## Tarefas a resolver
1) Enumere as decisões que, segundo o texto sobre o aquecimento global nos vinhedos, os vinhateiros poderão ter de tomar num planeta mais quente.
2) Indique se cada afirmação concorda com o texto sobre o aquecimento global nos vinhedos, respondendo sim ou não e citando as palavras do texto que decidem a questão: (a) o cenário citado do IPCC foi divulgado em fevereiro; (b) a viticultura corre risco de desaparecer; (c) o início da colheita tende a ser cada vez mais tarde.
3) Prossiga o texto sobre o aquecimento global nos vinhedos a partir da última frase apresentada.

Tempo quente nos vinhedos
Com o aquecimento global, as principais zonas vitícolas poderão ser obrigadas a mudar o perfil de seus vinhos nas próximas décadas
Marcos Pivetta/www.jornaldovinho.com.br*
16/04/2007
O tema do momento, o aquecimento global, também chegou aos vinhedos. Numa Terra que deverá se tornar entre 1,8° e 4°C graus mais quente até o fim deste século, segundo o cenário mais otimista divulgado em fevereiro passado pelo Painel Intergovernamental sobre Mudanças Climáticas (IPCC, na sigla em inglês), o que acontecerá com a produção de vinho no mundo? Por ora, a única resposta segura é que a viticultura, ao contrário do urso polar, não corre nenhum risco de desaparecer. Mas a geografia do vinho deverá sofre mudanças nada desprezíveis nas próximas décadas se o termômetro continuar subindo.
Mais pragas poderão ameaçar os vinhedos devido ao aumento do calor. A irrigação poderá se tornar uma prática quase obrigatória em zonas quentes, até mesmo nos países europeus que hoje proíbem ou limitam esse expediente. O início da colheita será cada vez mais cedo. Novas zonas de produção do fermentado de uva, hoje situadas em áreas ainda muito frias para a exploração em grande escala da videira, serão provavelmente incorporadas ao mapa da viticultura global, como o sul da Inglaterra, onde o aumento do efeito estufa é o principal patrono da nascente indústria local de espumantes. Algumas das atuais áreas ocupadas por vinhas poderão ter de mudar sua vocação agrícola, como as porções mais quentes da Califórnia ou o sul da Península Ibérica, que correm o risco de se tornar cálidas demais para o cultivo da videira, pelo menos daquela destinada a vinhos de qualidade. Um estudo divulgado no ano passado afirma que, se o aquecimento global não for freado nas próximas décadas, menos de um quinto das áreas dos Estados Unidos hoje consideradas ideais para a produção de vinhos de alta qualidade ficarão quentes demais (terão muitos dias com temperaturas acima dos 35 C°) e impróprias para a fabricação de rótulos de primeira linha até o final do século 21.
No entanto, talvez mais do que perder ou ganhar zonas vitícolas, o mundo dos tintos e brancos poderá passar por grandes mudanças no interior de suas atuais áreas produtoras caso os modelos climáticos que saem dos computadores dos cientistas estejam realmente certos. Num planeta mais quente, boa parte dos vinhateiros poderá ter de tomar algumas decisões radicais nas próximas décadas. A mais difícil delas, sobretudo para os franceses e os produtores do Velho Mundo, muito apegados à noção de terroir e avessos a mudanças, será escolher entre trocar seu vinhedo de lugar ou alterar o perfil das cepas que compõem seu parreiral (e, por conseqüência, o estilo de seu vinho). Ou ainda ter de recorrer a truques tecnológicos para fazer o melhor vinho possível num mundo com alguns graus Celsius a mais.

## Registros apresentados
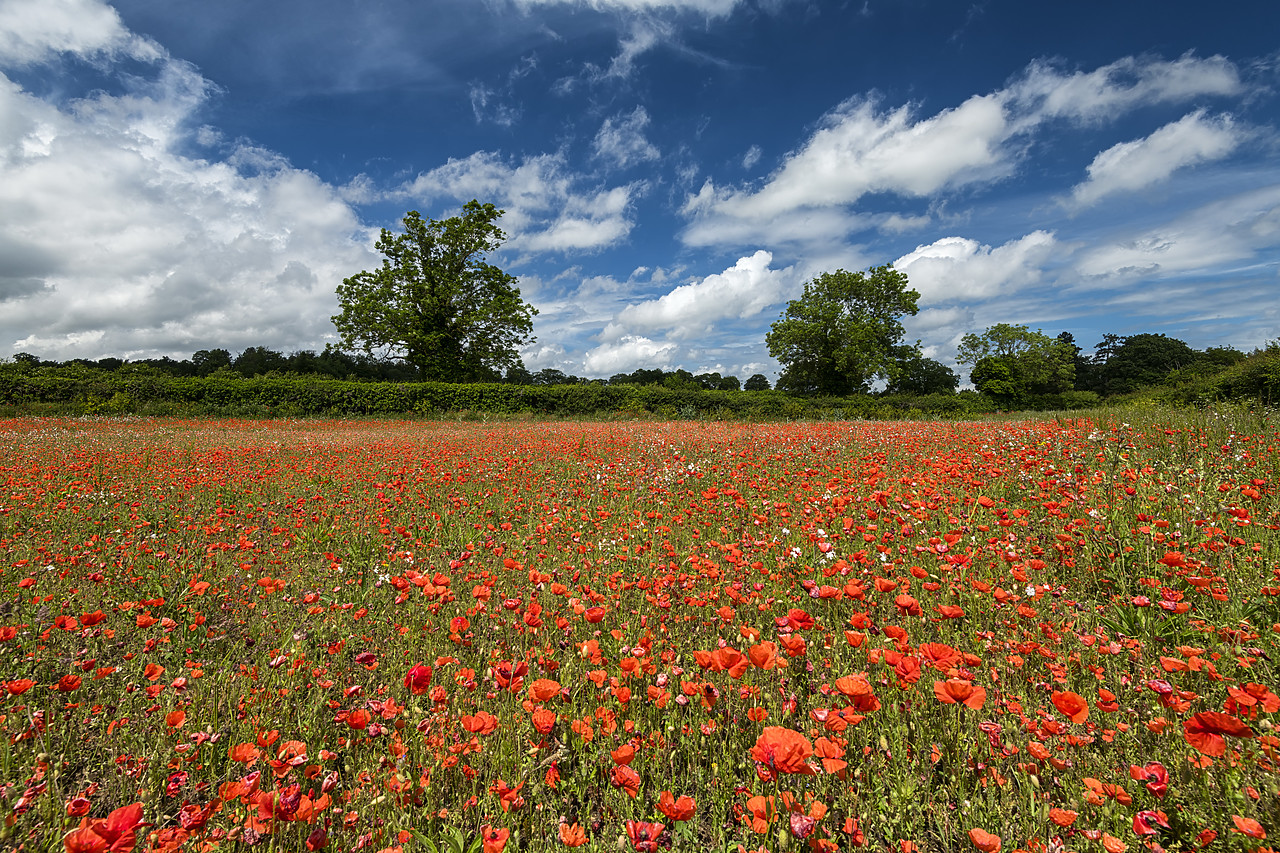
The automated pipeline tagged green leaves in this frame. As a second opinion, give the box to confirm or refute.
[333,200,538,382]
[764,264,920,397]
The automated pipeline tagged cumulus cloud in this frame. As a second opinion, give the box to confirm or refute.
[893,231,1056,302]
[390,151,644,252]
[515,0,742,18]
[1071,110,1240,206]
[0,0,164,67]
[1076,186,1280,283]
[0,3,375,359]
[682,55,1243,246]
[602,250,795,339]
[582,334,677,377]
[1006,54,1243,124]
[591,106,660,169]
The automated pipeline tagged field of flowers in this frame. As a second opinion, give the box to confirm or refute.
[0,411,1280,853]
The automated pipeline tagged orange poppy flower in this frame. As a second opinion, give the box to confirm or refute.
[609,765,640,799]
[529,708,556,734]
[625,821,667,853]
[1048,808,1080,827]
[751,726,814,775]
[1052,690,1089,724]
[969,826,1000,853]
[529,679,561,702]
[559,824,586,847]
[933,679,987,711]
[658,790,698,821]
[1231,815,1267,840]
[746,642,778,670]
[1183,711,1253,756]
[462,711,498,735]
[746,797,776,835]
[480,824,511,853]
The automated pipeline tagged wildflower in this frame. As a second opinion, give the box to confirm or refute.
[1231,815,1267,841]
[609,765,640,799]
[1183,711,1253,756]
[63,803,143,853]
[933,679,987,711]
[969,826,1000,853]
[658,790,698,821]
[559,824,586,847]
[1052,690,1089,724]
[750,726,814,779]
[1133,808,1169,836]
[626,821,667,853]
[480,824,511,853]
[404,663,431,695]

## Lista de respostas
1)
- Trocar o vinhedo de lugar.
- Alterar o perfil das cepas que compõem o parreiral e, por consequência, o estilo do vinho.
- Recorrer a truques tecnológicos para fazer o melhor vinho possível num mundo com alguns graus Celsius a mais.

2)
(a) Sim: "segundo o cenário mais otimista divulgado em fevereiro passado pelo Painel Intergovernamental sobre Mudanças Climáticas".
(b) Não: "a viticultura, ao contrário do urso polar, não corre nenhum risco de desaparecer".
(c) Não: "O início da colheita será cada vez mais cedo."

3)
Imagine o seguinte cenário. Estamos em 2100. Os vinhedos da região de Champagne – que no início do século 21 eram os mais setentrionais da França, pois estavam situados no paralelo norte 49, numa zona fria em que a uva normalmente penava para amadurecer – se tornaram tão tórridos que não dá mais para plantar Pinot Noir, Pinot Meunier e Chardonnay. O clima da Champagne agora é bom para Syrah e Grenache, cepas de zonas quentes. O que o champenois de Reims ou Épernay deve fazer para se manter um vigneron no século 22? Recorrer às uvas do sul (e do Sol) e ficar em sua amada terra, talvez produzindo tintos sem borbulhas, ou fazer as malar e ir para Kent ou Sussex, na Inglaterra, as novas mecas dos espumantes?
É claro que a situação acima, pintada em tintas um pouco fortes, não passa, por ora, de uma hipótese. Ela pode nunca vir a acontecer. O clima pode não esquentar tanto assim e, ainda que isso ocorra, sempre se pode argumentar que novas práticas viticulturais e a tecnologia humana vão impedir mudanças radicais no perfil das regiões produtoras de vinhos. De qualquer forma, o aquecimento global deverá provocar algumas mudanças bastante perceptíveis nos vinhedos. Ou melhor, já está provocando desde a segunda metade do século passado, embora essas alterações tenham passado quase desapercebidas por que foram, até agora, muito mais benéficas do que prejudiciais à viticultura.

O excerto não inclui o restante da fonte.